▸ **TO BE DONE**:
a – Answer these questions from the passage on Didgets:
(i) What is "Didget" short for?
(ii) What is the logical container that stores Didgets called?
(iii) Which four components make up the Didget Management System?
b – Summarize the passage on Didgets in two sentences.
c – Pick up the passage on Didgets after its last sentence and continue it.

▸ **TEXT SEGMENT**:
Welcome to the Realm: The World of 'Didgets'

Didgets (short for Data Widgets) are 'smart data objects' that can do some amazing things. There are lots of different kinds of Didgets, with each Didget performing a very specific task. The system is built to efficiently handle hundreds of millions of these Didgets within a single container (called a Pod).

Like an erector set that is made up of many, special-purpose pieces like wheels, pulleys, connectors, etc. that can be put together in various ways to create all kinds of things (cars, bridges, cranes, etc.); the Didget system is made up of special purpose data objects (files, lists, schema, etc.) that can be easily connected together to form more complex structures like relational database tables, hierarchical file systems, or key-value stores.


Overview:

The Didget Management System is a platform upon which many different applications and services can be built. The system consists of different components - Pod, Manager, API, and Browser. 

Individual Didgets are stored within a logical container called a 'Pod'. Each pod is capable of storing large numbers of all kinds of Didgets.

The Didget Manager is the control software that manages all the Didgets within a pod. It is responsible for ensuring security, integrity, and organization of all data inside a pod.

[Contour labeling entries]
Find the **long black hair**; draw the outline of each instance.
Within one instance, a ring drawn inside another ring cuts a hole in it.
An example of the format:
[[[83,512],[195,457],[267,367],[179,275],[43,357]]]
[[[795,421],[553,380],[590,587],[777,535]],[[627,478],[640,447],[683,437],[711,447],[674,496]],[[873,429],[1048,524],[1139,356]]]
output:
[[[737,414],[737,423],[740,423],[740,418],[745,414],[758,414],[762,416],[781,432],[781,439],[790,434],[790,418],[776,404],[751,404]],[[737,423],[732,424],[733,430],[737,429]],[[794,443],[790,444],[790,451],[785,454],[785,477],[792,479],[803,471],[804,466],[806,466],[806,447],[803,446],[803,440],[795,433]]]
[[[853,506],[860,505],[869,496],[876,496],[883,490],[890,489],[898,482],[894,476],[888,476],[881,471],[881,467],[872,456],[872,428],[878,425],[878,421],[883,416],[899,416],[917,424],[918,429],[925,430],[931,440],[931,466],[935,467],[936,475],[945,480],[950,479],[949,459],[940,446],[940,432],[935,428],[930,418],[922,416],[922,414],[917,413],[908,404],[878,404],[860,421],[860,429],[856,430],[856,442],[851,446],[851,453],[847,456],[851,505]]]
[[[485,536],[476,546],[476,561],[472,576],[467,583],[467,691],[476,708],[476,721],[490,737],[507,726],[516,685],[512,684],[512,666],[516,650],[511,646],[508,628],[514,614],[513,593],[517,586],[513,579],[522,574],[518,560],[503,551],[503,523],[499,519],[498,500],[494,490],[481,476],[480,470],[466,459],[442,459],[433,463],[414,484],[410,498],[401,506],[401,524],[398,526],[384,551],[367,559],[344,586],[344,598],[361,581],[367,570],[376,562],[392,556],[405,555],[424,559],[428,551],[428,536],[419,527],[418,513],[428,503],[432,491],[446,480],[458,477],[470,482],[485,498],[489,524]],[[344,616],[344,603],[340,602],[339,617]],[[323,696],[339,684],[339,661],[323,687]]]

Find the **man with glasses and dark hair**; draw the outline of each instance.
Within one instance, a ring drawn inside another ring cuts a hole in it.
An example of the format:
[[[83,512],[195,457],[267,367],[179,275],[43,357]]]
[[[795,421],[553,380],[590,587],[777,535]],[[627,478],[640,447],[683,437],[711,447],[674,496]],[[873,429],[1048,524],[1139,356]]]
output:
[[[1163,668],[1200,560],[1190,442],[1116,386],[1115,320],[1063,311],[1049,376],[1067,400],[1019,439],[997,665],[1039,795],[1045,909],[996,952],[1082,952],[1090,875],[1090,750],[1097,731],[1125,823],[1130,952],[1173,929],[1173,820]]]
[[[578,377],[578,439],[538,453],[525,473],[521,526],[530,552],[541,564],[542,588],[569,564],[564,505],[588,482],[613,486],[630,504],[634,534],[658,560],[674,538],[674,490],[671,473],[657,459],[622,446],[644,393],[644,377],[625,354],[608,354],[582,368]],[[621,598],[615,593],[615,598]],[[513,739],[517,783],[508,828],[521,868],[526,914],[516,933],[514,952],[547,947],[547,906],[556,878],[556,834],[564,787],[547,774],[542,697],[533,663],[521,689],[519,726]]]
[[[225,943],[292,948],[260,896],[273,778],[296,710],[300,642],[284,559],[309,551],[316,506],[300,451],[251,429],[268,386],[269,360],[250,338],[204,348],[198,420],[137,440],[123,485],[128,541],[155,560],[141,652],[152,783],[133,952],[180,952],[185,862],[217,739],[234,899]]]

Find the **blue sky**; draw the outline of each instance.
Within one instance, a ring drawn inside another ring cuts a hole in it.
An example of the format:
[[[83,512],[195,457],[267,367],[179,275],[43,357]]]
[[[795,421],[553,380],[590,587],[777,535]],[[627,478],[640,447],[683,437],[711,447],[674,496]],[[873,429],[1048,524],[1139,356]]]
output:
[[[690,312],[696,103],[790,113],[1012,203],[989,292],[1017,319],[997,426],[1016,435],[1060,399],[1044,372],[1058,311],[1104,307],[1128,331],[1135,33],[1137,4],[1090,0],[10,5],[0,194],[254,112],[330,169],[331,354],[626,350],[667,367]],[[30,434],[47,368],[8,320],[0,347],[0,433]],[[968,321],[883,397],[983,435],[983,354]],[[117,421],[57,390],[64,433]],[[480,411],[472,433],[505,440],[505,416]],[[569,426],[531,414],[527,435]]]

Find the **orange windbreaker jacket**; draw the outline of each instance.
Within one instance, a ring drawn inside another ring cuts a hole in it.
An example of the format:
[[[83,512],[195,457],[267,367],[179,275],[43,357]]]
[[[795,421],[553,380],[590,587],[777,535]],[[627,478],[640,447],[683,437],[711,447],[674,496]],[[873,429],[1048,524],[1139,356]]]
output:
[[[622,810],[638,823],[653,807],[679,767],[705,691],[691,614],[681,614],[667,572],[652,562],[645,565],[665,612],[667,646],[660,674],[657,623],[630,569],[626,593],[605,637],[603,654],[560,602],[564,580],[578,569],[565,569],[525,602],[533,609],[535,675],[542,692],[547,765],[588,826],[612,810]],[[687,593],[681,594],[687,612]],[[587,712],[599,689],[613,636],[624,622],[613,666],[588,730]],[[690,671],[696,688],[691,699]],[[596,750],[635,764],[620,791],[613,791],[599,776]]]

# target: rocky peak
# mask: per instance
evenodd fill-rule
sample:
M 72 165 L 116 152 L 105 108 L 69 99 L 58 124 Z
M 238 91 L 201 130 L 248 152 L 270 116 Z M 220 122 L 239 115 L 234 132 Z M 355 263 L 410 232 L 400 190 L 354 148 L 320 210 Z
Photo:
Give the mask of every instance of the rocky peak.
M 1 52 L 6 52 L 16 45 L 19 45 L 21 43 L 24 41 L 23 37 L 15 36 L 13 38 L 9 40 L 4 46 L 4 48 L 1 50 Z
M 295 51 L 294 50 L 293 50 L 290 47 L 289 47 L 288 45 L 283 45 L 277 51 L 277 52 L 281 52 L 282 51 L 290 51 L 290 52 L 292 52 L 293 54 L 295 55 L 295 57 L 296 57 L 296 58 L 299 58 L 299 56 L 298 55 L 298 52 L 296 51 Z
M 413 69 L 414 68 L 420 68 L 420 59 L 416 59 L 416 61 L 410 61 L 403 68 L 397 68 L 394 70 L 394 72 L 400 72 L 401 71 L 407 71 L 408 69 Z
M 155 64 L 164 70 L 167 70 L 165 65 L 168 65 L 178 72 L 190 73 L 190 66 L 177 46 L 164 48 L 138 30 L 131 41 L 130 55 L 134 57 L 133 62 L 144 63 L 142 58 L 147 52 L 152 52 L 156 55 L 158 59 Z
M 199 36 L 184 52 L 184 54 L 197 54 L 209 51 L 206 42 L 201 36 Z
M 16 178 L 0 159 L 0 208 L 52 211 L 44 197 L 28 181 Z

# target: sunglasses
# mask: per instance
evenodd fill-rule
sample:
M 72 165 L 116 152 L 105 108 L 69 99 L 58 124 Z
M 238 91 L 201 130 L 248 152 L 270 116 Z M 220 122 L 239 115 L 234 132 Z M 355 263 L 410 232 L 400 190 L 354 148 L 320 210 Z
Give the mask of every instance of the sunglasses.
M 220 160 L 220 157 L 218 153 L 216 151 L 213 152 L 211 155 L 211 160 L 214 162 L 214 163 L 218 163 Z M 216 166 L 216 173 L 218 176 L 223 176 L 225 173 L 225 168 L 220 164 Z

---

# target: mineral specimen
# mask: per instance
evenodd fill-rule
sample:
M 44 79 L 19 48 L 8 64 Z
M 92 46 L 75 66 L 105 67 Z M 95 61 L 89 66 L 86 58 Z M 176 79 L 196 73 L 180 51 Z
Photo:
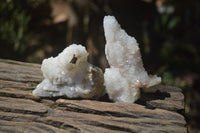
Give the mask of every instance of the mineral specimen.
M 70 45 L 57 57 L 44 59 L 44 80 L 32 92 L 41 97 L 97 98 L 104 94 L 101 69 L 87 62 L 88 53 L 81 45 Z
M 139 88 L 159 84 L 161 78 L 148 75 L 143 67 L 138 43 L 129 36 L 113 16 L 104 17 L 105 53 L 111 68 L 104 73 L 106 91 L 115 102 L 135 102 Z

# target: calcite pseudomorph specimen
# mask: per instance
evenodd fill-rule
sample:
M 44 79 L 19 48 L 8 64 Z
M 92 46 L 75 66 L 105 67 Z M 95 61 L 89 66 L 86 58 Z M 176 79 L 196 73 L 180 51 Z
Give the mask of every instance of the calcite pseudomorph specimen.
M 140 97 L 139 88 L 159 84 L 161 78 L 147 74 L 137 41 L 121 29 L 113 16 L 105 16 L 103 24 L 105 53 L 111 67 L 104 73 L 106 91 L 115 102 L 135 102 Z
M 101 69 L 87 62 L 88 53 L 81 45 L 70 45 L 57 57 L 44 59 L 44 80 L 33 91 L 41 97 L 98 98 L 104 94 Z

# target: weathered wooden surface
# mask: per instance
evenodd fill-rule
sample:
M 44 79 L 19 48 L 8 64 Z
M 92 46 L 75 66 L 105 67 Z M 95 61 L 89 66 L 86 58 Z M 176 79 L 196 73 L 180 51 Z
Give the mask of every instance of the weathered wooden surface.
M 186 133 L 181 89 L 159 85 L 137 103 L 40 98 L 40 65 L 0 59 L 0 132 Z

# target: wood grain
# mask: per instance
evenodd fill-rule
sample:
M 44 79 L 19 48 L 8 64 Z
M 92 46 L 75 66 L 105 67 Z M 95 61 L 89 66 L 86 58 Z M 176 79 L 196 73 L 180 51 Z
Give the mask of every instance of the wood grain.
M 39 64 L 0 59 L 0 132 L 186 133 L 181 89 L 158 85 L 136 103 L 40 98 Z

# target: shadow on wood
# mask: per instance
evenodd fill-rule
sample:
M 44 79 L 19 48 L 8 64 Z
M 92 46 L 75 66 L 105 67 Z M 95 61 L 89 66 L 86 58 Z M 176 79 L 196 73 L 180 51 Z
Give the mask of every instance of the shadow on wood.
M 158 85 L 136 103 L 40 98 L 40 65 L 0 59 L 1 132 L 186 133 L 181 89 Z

==

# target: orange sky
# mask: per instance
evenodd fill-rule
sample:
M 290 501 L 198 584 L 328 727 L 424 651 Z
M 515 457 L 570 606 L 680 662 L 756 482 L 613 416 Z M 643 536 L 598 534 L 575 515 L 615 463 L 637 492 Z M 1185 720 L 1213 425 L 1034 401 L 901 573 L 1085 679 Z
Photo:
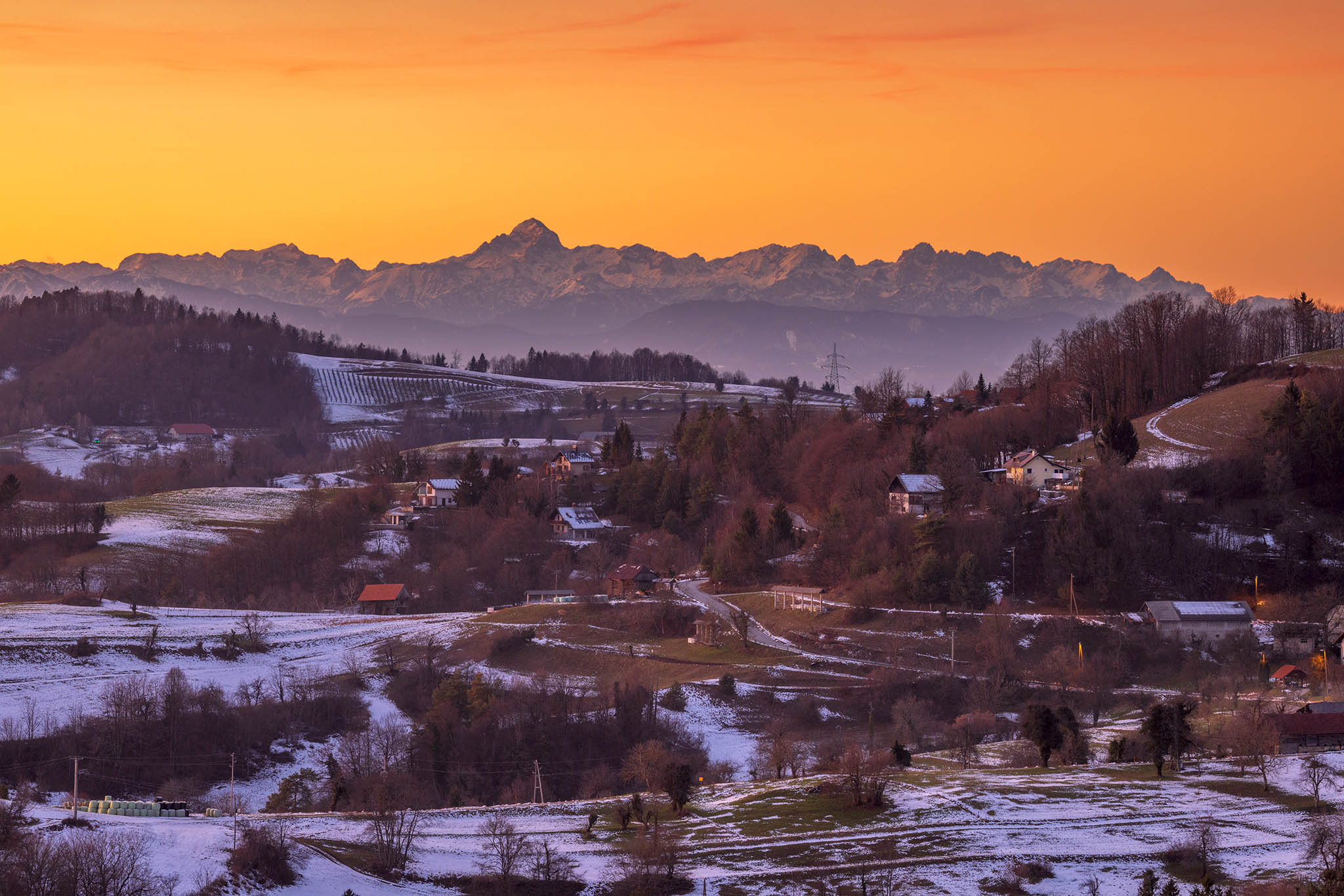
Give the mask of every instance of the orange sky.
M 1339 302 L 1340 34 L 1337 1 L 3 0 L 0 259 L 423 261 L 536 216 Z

▸ **EXPECTED OUTPUTS**:
a –
(i) Data Widgets.
(ii) A Pod.
(iii) Pod, Manager, API, and Browser.

b – Didgets are smart data objects, each performing a specific task, that can be connected like erector set pieces into structures such as relational database tables, file systems, or key-value stores, with hundreds of millions held in a single container called a Pod. The Didget Management System is a platform for building applications and services, made up of the Pod, Manager, API, and Browser, where the Manager controls the Didgets in a pod and ensures the security, integrity, and organization of their data.

c –
The manager has an API that applications can call to create new Didgets; modify or delete existing Didgets; or find any or all Didgets that match specific criteria.

The Didget Browser is an admin tool that calls the manager API to demonstrate the power and speed of the system. It can do some really useful tasks like create and query relational database tables; organize file data like photos or documents; or index text files to find certain words or phrases. This GUI application is still under construction, but has several useful functions completed. The Didget Browser is designed using a tabbed interface to let users view and manage Didgets within one or more pods. While this first version was written for the Windows platform, all the code will be ported to Linux and MacOS in coming versions.

The whole system is currently in beta test and is available for download by anyone who wants to try it. Feedback on bugs, problems, or feature requests is greatly appreciated.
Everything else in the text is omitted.